TASK TO COMPLETE
Copy out the lines below word for word, starting at the line containing "Locate man's dark" and ending at the line containing "21,23,34,70", with both of those lines included. Leave out everything else.

(Records from a collection)

........

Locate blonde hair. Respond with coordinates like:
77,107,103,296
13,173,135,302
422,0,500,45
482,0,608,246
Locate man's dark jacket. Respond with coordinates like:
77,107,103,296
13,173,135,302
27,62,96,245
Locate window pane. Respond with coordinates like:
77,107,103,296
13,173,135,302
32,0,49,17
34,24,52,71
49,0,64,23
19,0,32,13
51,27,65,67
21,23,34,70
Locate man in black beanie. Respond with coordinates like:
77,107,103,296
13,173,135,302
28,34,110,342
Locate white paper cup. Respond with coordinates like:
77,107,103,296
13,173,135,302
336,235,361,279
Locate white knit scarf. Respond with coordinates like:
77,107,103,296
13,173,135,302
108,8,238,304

........

EXERCISE RESULT
Locate man's dark jacket. Respond with coordinates like:
77,107,103,296
13,173,135,302
27,62,96,245
Locate window pane. Respond with coordinates like:
77,107,103,296
13,173,135,302
32,0,49,17
34,24,52,71
49,0,64,23
19,0,32,13
51,27,65,67
21,23,34,70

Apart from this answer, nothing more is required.